__How to complete this task__.
What is needed is an exact retyping of each entry, pictures excluded.

(Stored data entries)
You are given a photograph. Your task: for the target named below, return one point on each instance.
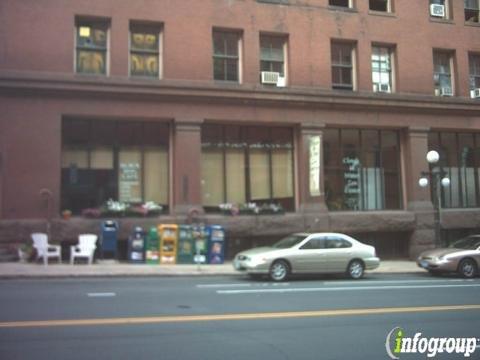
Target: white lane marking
(101, 294)
(214, 286)
(345, 288)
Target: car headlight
(257, 261)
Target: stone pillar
(418, 198)
(187, 149)
(310, 189)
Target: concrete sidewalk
(109, 268)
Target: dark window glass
(342, 66)
(272, 54)
(96, 156)
(459, 161)
(379, 5)
(362, 169)
(144, 50)
(242, 164)
(91, 50)
(474, 67)
(225, 55)
(342, 3)
(472, 10)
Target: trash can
(216, 244)
(168, 243)
(109, 238)
(186, 245)
(200, 238)
(152, 247)
(136, 246)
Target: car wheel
(279, 270)
(355, 269)
(467, 268)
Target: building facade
(325, 108)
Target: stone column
(418, 198)
(187, 149)
(310, 189)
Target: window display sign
(314, 168)
(129, 182)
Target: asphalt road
(232, 317)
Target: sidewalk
(110, 268)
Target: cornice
(67, 85)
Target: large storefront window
(460, 162)
(124, 161)
(247, 164)
(362, 169)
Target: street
(231, 317)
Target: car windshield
(468, 243)
(289, 241)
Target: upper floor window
(440, 9)
(380, 5)
(145, 50)
(442, 73)
(342, 56)
(382, 69)
(341, 3)
(474, 62)
(226, 55)
(91, 47)
(272, 59)
(472, 11)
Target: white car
(304, 253)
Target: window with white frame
(442, 73)
(382, 69)
(226, 55)
(474, 72)
(439, 9)
(343, 74)
(91, 36)
(272, 58)
(145, 50)
(472, 11)
(380, 5)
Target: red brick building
(327, 107)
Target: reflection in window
(362, 169)
(460, 162)
(226, 56)
(342, 66)
(144, 50)
(246, 164)
(382, 69)
(442, 73)
(125, 161)
(91, 47)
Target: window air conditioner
(446, 91)
(383, 87)
(437, 10)
(269, 77)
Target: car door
(309, 257)
(338, 253)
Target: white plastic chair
(87, 243)
(44, 249)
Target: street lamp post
(436, 177)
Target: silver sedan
(304, 253)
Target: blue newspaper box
(109, 237)
(216, 244)
(136, 246)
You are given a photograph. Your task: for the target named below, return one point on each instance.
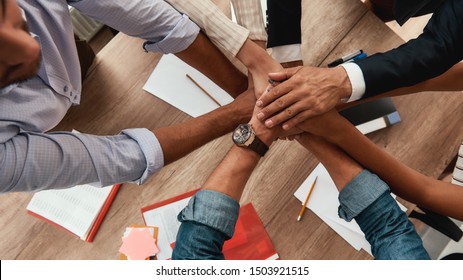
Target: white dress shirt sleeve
(356, 79)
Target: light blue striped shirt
(31, 159)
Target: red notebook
(250, 241)
(79, 210)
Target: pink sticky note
(139, 244)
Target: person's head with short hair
(19, 52)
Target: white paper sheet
(170, 83)
(75, 208)
(324, 203)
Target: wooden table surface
(113, 99)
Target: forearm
(213, 21)
(37, 161)
(163, 28)
(409, 184)
(180, 139)
(210, 61)
(249, 15)
(341, 167)
(231, 175)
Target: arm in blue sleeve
(386, 227)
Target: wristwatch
(244, 136)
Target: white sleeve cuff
(357, 81)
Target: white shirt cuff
(357, 80)
(287, 53)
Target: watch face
(242, 134)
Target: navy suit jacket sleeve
(436, 50)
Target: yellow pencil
(306, 200)
(205, 91)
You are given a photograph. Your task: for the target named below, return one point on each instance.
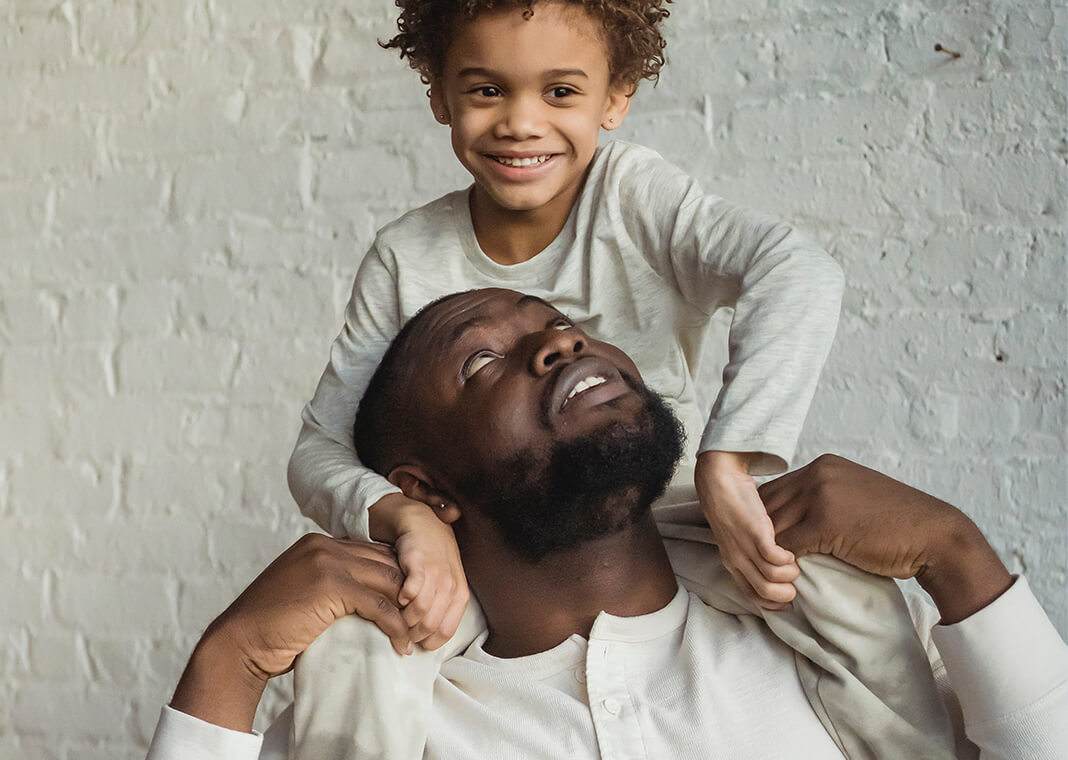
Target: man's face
(525, 100)
(534, 423)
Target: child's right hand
(743, 531)
(435, 592)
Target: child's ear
(618, 104)
(438, 105)
(417, 486)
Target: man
(545, 452)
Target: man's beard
(548, 502)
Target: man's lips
(587, 380)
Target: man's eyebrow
(459, 330)
(527, 300)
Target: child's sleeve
(326, 478)
(785, 293)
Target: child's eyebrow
(551, 74)
(561, 73)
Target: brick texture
(187, 188)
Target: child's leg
(356, 698)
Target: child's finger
(429, 623)
(748, 589)
(778, 592)
(412, 586)
(771, 552)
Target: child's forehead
(554, 33)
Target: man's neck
(533, 606)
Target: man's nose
(558, 346)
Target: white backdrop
(187, 188)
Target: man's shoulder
(638, 177)
(434, 221)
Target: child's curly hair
(631, 30)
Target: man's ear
(417, 486)
(618, 104)
(438, 105)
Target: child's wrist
(392, 515)
(725, 462)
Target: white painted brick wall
(186, 189)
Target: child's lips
(520, 167)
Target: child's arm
(786, 294)
(332, 488)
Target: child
(624, 242)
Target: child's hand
(743, 531)
(435, 591)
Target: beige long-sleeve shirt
(644, 262)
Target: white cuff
(1004, 658)
(182, 737)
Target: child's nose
(521, 120)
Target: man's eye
(477, 362)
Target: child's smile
(525, 99)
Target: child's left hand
(743, 532)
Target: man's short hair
(387, 420)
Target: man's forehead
(449, 320)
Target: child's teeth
(521, 161)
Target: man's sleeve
(785, 291)
(182, 737)
(1008, 669)
(326, 478)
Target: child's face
(525, 99)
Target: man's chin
(587, 487)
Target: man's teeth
(592, 381)
(534, 160)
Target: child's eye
(476, 362)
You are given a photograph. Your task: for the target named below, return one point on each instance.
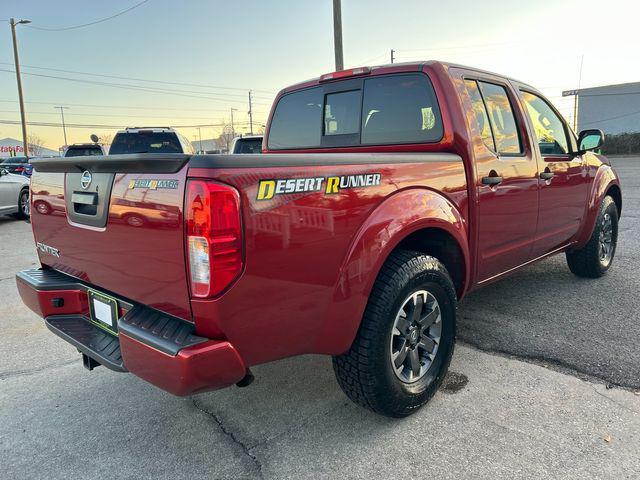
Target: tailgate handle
(85, 198)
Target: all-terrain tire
(366, 372)
(589, 261)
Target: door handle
(492, 179)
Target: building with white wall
(613, 109)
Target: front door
(564, 177)
(506, 176)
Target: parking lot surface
(497, 416)
(546, 313)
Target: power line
(73, 27)
(80, 125)
(128, 107)
(182, 93)
(611, 118)
(119, 77)
(113, 115)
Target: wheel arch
(415, 218)
(605, 183)
(615, 193)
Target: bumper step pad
(89, 339)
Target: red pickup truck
(383, 195)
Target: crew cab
(383, 195)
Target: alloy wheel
(416, 336)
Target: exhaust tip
(246, 380)
(89, 363)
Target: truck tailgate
(116, 223)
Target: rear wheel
(596, 257)
(405, 342)
(23, 205)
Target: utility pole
(233, 131)
(575, 98)
(250, 115)
(13, 24)
(64, 129)
(337, 34)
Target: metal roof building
(613, 108)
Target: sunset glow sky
(210, 53)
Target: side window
(342, 113)
(503, 122)
(480, 113)
(400, 109)
(549, 128)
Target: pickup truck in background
(247, 144)
(85, 149)
(383, 196)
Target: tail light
(214, 237)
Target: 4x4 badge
(85, 180)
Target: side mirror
(589, 140)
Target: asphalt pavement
(545, 313)
(532, 392)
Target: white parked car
(14, 194)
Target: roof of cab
(400, 67)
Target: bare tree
(35, 145)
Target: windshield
(145, 142)
(248, 145)
(83, 151)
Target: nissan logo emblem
(85, 180)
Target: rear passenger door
(564, 179)
(506, 177)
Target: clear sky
(213, 52)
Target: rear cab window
(145, 141)
(83, 151)
(378, 110)
(248, 145)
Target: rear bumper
(157, 347)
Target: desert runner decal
(152, 184)
(267, 189)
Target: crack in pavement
(229, 434)
(555, 364)
(614, 401)
(32, 371)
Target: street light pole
(64, 128)
(233, 131)
(337, 34)
(23, 118)
(250, 114)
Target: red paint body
(310, 259)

__The completed task__.
You are given a photograph. Your task: for the target named below, return one point on each instance.
Target: white lane marking
(101, 294)
(214, 286)
(345, 288)
Target: car headlight
(257, 261)
Target: stone pillar
(418, 198)
(187, 149)
(310, 189)
Target: concrete sidewalk
(109, 268)
Target: dark window glass
(342, 66)
(272, 54)
(96, 156)
(459, 161)
(379, 5)
(362, 169)
(144, 50)
(242, 164)
(91, 50)
(474, 67)
(225, 55)
(342, 3)
(472, 10)
Target: trash can
(216, 244)
(168, 243)
(109, 238)
(186, 245)
(200, 238)
(152, 247)
(136, 246)
Target: car wheel
(279, 270)
(355, 269)
(467, 268)
Target: building facade
(325, 108)
Target: stone column
(418, 198)
(187, 149)
(310, 189)
Target: window display sign
(314, 168)
(129, 182)
Target: asphalt road
(232, 317)
Target: sidewalk
(110, 268)
Target: cornice
(67, 85)
Target: large storefront window
(460, 162)
(124, 161)
(247, 164)
(362, 169)
Target: street
(231, 317)
Target: car windshield
(468, 243)
(289, 241)
Target: upper floor window
(440, 9)
(380, 5)
(145, 50)
(442, 73)
(342, 56)
(382, 69)
(341, 3)
(474, 62)
(226, 55)
(91, 47)
(272, 59)
(472, 11)
Target: white car
(304, 253)
Target: window with white frame
(442, 73)
(382, 69)
(226, 55)
(474, 72)
(439, 9)
(343, 74)
(91, 36)
(272, 58)
(145, 50)
(472, 11)
(380, 5)
Target: red brick building
(327, 107)
Target: reflection in window
(362, 169)
(460, 162)
(226, 56)
(342, 66)
(144, 50)
(246, 164)
(382, 69)
(442, 73)
(125, 161)
(91, 47)
Target: window air conditioner
(446, 91)
(383, 87)
(437, 10)
(269, 77)
Target: car door
(309, 257)
(338, 253)
Target: white plastic chair
(87, 243)
(44, 249)
Target: street lamp post
(436, 177)
Target: silver sedan
(304, 253)
Target: blue newspaper box
(109, 237)
(216, 244)
(136, 246)
You are given a photograph. Your task: for the target named below, return one point on each instance.
Target: white dress shirt sleeve
(356, 79)
Target: light blue striped shirt
(31, 159)
Target: red notebook
(250, 241)
(79, 210)
Target: pink sticky note
(139, 244)
Target: person's head with short hair
(19, 52)
Target: white paper sheet
(170, 83)
(75, 208)
(324, 203)
Target: wooden table surface
(113, 99)
Target: forearm
(213, 21)
(37, 161)
(163, 28)
(409, 184)
(180, 139)
(210, 61)
(249, 15)
(341, 167)
(231, 175)
Target: arm in blue sleeve
(386, 227)
Target: wristwatch
(244, 136)
Target: white sleeve cuff
(357, 81)
Target: white shirt cuff
(357, 80)
(287, 53)
Target: watch face
(242, 134)
Target: navy suit jacket sleeve
(436, 50)
Target: yellow pencil
(306, 200)
(205, 91)
You are given a photograph. Your task: for the target named below, return one point on each instance.
Target: man's face
(525, 100)
(534, 423)
Target: child's right hand
(743, 531)
(435, 592)
Target: child's ear
(618, 104)
(438, 105)
(417, 486)
Target: man
(545, 452)
Target: man's beard
(548, 502)
Target: man's lips
(587, 380)
Target: man's eyebrow
(459, 330)
(527, 300)
Target: child's sleeve
(326, 478)
(785, 293)
Target: child's eyebrow
(551, 74)
(561, 73)
Target: brick texture
(187, 188)
Target: child's leg
(356, 698)
Target: child's finger
(429, 623)
(748, 589)
(778, 592)
(412, 586)
(771, 552)
Target: child's forehead
(554, 33)
Target: man's neck
(533, 606)
Target: man's nose
(558, 346)
Target: white backdrop
(187, 188)
Target: man's shoulder
(638, 177)
(434, 221)
Target: child's curly hair
(631, 30)
Target: man's ear
(417, 486)
(618, 104)
(438, 105)
Target: child's wrist
(392, 515)
(725, 462)
Target: white painted brick wall
(186, 189)
Target: child's lips
(520, 167)
Target: child's arm
(786, 294)
(332, 488)
Target: child
(624, 242)
Target: child's hand
(743, 531)
(435, 591)
Target: beige long-sleeve shirt
(644, 262)
Target: white cuff
(1004, 658)
(182, 737)
Target: child's nose
(521, 120)
Target: man's eye
(477, 362)
Target: child's smile
(525, 99)
Target: child's left hand
(743, 532)
Target: man's short hair
(387, 420)
Target: man's forehead
(449, 320)
Target: child's teeth
(521, 161)
Target: man's sleeve
(785, 291)
(182, 737)
(1008, 669)
(326, 478)
Target: child's face
(525, 99)
Target: man's chin
(587, 487)
Target: man's teeth
(592, 381)
(534, 160)
Target: child's eye
(476, 362)
You are given a photograph. Your task: for the target named below, return one point on each instance.
Target: tailgate handle
(85, 198)
Target: all-terrain tire
(366, 372)
(589, 261)
Target: door handle
(492, 179)
Target: building with white wall
(613, 109)
Target: front door
(564, 177)
(506, 176)
Target: parking lot surface
(497, 416)
(546, 313)
Target: power line
(73, 27)
(80, 125)
(128, 107)
(182, 93)
(611, 118)
(119, 77)
(113, 115)
Target: wheel arch
(415, 218)
(605, 183)
(615, 193)
Target: bumper step pad
(89, 339)
Target: red pickup truck
(383, 195)
Target: crew cab
(383, 195)
Target: alloy wheel
(416, 336)
Target: exhaust tip
(246, 380)
(89, 363)
Target: truck tailgate
(116, 223)
Target: rear wheel
(596, 257)
(405, 342)
(23, 205)
Target: utility pole
(233, 131)
(575, 98)
(250, 115)
(13, 24)
(64, 129)
(337, 34)
Target: metal roof building
(613, 108)
Target: sunset glow sky
(210, 53)
Target: side window
(342, 113)
(503, 122)
(480, 113)
(400, 109)
(549, 128)
Target: pickup truck in background
(247, 144)
(85, 149)
(383, 196)
Target: tail light
(214, 237)
Target: 4x4 badge
(85, 180)
Target: side mirror
(589, 140)
Target: asphalt pavement
(545, 313)
(532, 392)
Target: white parked car
(14, 194)
Target: roof of cab
(400, 67)
Target: bare tree
(35, 145)
Target: windshield
(145, 142)
(248, 145)
(83, 151)
Target: nissan logo emblem
(85, 180)
Target: rear passenger door
(564, 179)
(506, 177)
Target: clear sky
(213, 52)
Target: rear cab window
(145, 141)
(83, 151)
(378, 110)
(248, 145)
Target: rear bumper
(157, 347)
Target: desert runner decal
(152, 184)
(267, 189)
Target: crack in pavement
(229, 434)
(555, 364)
(614, 401)
(32, 371)
Target: street light pole
(64, 128)
(233, 131)
(337, 34)
(23, 118)
(250, 114)
Target: red paint body
(310, 259)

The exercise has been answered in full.